__YOUR OBJECTIVE__:
Reproduce every item below line for line, with no changes to any wording or number.

__RECORD EXCERPTS__:
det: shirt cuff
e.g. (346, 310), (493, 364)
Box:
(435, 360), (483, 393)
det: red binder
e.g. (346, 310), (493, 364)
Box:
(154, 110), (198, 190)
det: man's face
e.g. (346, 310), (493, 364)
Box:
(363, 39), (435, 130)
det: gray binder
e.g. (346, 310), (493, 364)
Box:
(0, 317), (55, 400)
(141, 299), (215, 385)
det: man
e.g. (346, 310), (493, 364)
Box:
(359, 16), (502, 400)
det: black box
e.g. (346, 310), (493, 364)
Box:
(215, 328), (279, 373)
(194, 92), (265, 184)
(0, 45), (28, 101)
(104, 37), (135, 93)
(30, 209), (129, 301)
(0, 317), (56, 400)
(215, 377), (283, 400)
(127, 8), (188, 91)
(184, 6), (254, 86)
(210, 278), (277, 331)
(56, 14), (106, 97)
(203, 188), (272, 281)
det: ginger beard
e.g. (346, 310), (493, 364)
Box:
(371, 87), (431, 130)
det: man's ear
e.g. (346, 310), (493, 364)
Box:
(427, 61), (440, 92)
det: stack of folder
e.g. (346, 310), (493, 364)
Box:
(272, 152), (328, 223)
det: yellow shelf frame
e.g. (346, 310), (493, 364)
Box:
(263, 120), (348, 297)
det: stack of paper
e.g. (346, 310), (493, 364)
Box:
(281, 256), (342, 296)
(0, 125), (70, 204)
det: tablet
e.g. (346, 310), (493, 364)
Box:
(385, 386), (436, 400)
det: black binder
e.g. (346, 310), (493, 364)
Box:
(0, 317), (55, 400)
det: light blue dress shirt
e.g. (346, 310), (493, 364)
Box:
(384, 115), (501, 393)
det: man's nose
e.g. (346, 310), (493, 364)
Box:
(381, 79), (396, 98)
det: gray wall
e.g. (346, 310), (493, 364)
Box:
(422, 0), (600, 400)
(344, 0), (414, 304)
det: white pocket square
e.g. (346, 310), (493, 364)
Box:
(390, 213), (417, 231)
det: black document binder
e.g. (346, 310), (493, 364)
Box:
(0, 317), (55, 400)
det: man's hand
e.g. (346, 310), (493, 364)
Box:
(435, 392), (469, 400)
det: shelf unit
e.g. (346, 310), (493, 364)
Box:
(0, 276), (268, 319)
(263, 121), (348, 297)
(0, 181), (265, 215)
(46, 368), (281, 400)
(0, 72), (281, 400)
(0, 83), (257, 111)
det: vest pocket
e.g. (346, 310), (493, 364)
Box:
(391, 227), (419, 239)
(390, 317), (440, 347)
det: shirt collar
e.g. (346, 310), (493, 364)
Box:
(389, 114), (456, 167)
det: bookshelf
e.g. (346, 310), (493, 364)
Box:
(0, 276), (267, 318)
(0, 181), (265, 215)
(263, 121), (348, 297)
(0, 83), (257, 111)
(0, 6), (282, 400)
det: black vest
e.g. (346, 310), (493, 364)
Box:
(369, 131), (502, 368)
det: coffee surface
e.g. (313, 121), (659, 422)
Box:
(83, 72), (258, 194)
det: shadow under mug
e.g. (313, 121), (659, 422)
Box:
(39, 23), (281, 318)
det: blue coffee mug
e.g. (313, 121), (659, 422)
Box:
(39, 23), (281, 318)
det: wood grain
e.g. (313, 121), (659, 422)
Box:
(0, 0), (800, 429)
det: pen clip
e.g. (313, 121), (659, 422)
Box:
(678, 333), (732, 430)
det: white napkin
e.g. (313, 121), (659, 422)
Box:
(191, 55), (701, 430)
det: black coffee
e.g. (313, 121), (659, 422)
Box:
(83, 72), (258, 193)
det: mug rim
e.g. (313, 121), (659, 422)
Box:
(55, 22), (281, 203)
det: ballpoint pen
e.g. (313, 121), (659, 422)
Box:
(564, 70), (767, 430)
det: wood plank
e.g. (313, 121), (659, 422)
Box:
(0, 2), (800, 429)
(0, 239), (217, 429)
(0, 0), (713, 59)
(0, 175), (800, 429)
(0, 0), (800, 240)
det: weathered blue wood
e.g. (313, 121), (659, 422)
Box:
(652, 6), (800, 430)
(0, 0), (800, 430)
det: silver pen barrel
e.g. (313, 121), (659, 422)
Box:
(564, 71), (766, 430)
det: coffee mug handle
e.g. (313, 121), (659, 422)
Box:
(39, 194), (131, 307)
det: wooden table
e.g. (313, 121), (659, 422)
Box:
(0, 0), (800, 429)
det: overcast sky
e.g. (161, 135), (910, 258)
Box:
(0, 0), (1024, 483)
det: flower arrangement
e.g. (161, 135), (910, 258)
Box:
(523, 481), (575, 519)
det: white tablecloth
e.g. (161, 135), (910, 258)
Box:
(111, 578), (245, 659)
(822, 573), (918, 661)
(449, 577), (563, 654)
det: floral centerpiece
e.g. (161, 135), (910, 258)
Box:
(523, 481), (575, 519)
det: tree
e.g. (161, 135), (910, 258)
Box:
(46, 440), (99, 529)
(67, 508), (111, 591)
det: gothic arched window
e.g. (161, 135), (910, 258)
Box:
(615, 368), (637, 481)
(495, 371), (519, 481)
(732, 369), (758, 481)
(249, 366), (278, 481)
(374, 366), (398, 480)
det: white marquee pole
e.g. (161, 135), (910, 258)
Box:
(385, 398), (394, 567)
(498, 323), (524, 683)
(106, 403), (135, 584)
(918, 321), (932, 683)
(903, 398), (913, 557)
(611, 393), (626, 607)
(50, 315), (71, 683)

__SOLUTION TO THE PROBLEM__:
det: shirt cuff
e.g. (346, 310), (493, 364)
Box:
(435, 360), (483, 393)
det: red binder
e.g. (346, 310), (493, 364)
Box:
(154, 110), (198, 190)
det: man's face
e.g. (346, 310), (493, 364)
Box:
(363, 39), (435, 130)
det: gray binder
e.g. (346, 310), (493, 364)
Box:
(0, 317), (55, 400)
(141, 299), (215, 385)
det: man
e.g. (346, 310), (493, 364)
Box:
(359, 16), (502, 400)
det: black box
e.g. (346, 310), (493, 364)
Box:
(215, 328), (279, 373)
(194, 92), (265, 184)
(0, 45), (28, 101)
(104, 37), (135, 93)
(30, 209), (129, 301)
(0, 317), (56, 400)
(215, 377), (283, 400)
(127, 8), (188, 91)
(184, 6), (254, 86)
(210, 278), (277, 331)
(56, 14), (106, 97)
(203, 188), (272, 281)
det: ginger beard
e.g. (346, 310), (493, 364)
Box:
(371, 87), (431, 130)
det: man's ear
e.g. (346, 310), (493, 364)
Box:
(427, 61), (440, 92)
det: stack of folder
e.g. (346, 310), (493, 364)
Box:
(272, 152), (328, 223)
det: yellow shelf frame
e.g. (346, 310), (493, 364)
Box:
(263, 120), (348, 297)
det: stack of paper
e.g. (346, 310), (493, 364)
Box:
(281, 256), (342, 296)
(0, 125), (70, 204)
det: tablet
e.g. (346, 310), (493, 364)
Box:
(385, 386), (436, 400)
det: black binder
e.g. (346, 310), (493, 364)
Box:
(0, 317), (55, 400)
det: light blue dress shirt
e.g. (346, 310), (493, 364)
Box:
(384, 115), (501, 393)
det: man's nose
e.g. (346, 310), (493, 364)
Box:
(381, 79), (396, 98)
det: gray wall
e.g. (346, 310), (493, 364)
Box:
(422, 0), (600, 400)
(344, 0), (414, 304)
det: white pocket square
e.g. (346, 310), (493, 364)
Box:
(390, 213), (417, 231)
det: black document binder
e.g. (346, 310), (493, 364)
Box:
(0, 317), (55, 400)
det: man's hand
e.g. (346, 310), (493, 364)
Box:
(435, 392), (469, 400)
det: shelf unit
e.g. (346, 310), (493, 364)
Box:
(0, 276), (268, 319)
(263, 121), (348, 297)
(0, 181), (265, 215)
(46, 368), (281, 400)
(0, 72), (281, 400)
(0, 83), (257, 111)
det: vest pocket
e.g. (346, 310), (493, 364)
Box:
(391, 227), (419, 239)
(390, 317), (440, 347)
det: shirt collar
e.g. (346, 310), (493, 364)
Box:
(389, 114), (456, 167)
det: bookshelf
e.g. (346, 310), (493, 364)
Box:
(0, 276), (267, 318)
(0, 181), (265, 215)
(263, 121), (348, 297)
(0, 83), (257, 111)
(0, 6), (282, 400)
det: black vest
e.g. (346, 310), (493, 364)
Box:
(369, 131), (502, 368)
det: coffee surface
e.g. (313, 121), (659, 422)
Box:
(83, 72), (258, 194)
det: shadow under mug
e.g. (313, 121), (659, 422)
Box:
(39, 23), (281, 318)
det: blue coffee mug
e.g. (313, 121), (659, 422)
Box:
(39, 23), (281, 318)
det: wood grain
e.g. (313, 121), (659, 422)
Box:
(0, 0), (800, 429)
det: pen clip
e.g. (313, 121), (659, 422)
Box:
(678, 333), (732, 430)
det: white napkin
e.g. (313, 121), (659, 422)
Box:
(191, 55), (701, 430)
det: black coffee
e.g. (313, 121), (659, 422)
Box:
(83, 72), (258, 193)
det: mug rim
e.g. (313, 121), (659, 422)
Box:
(55, 22), (281, 203)
det: ballpoint pen
e.g. (313, 121), (659, 422)
Box:
(564, 70), (767, 430)
det: wood plank
e.g. (313, 121), (659, 422)
Box:
(0, 2), (800, 429)
(0, 239), (217, 429)
(0, 0), (713, 59)
(0, 175), (800, 429)
(0, 0), (800, 240)
det: weathered blue wood
e.g. (313, 121), (659, 422)
Box:
(652, 6), (800, 430)
(0, 0), (800, 430)
det: silver pen barrel
e.g. (313, 121), (659, 422)
Box:
(564, 71), (766, 430)
det: coffee mug handle
e.g. (313, 121), (659, 422)
Box:
(39, 194), (131, 307)
det: wooden table
e.g. (313, 121), (659, 422)
Box:
(0, 0), (800, 429)
det: overcast sky
e.g. (161, 135), (910, 258)
Box:
(0, 0), (1024, 483)
det: flower arrangement
e.g. (161, 135), (910, 258)
Box:
(523, 481), (575, 519)
det: white tablecloth
e.g. (161, 135), (910, 258)
Box:
(111, 578), (245, 659)
(822, 573), (918, 661)
(449, 577), (563, 654)
det: floral centerpiece
e.g. (161, 135), (910, 258)
Box:
(523, 481), (575, 519)
det: tree
e.g. (161, 135), (910, 258)
Box:
(46, 440), (99, 529)
(67, 508), (111, 591)
det: gothic arched window
e.g. (161, 135), (910, 258)
Box:
(615, 368), (637, 481)
(495, 371), (519, 481)
(732, 369), (758, 481)
(249, 366), (278, 481)
(374, 366), (398, 480)
det: white marquee pole
e.g. (161, 135), (910, 258)
Box:
(385, 398), (394, 567)
(498, 323), (524, 683)
(106, 403), (135, 584)
(918, 321), (932, 683)
(903, 398), (913, 557)
(611, 393), (626, 607)
(50, 315), (71, 683)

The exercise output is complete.